* [The problem]:
Within the listing below, count the lines that include "deepest" and give the count alone.

* [Extracted information]:

- - - -

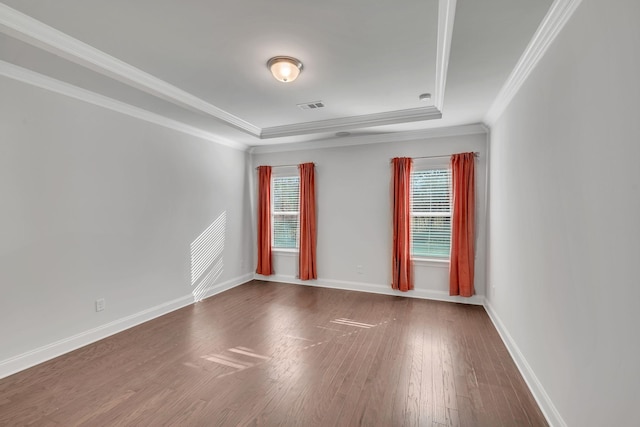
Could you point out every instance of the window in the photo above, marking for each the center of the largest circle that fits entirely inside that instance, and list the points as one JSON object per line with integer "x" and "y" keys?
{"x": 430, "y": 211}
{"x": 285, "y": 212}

- - - -

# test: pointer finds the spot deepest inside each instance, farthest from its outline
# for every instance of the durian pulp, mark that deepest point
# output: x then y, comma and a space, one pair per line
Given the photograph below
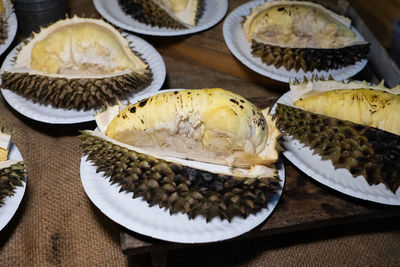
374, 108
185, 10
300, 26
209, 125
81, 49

- - - -

* [Solved exercise]:
2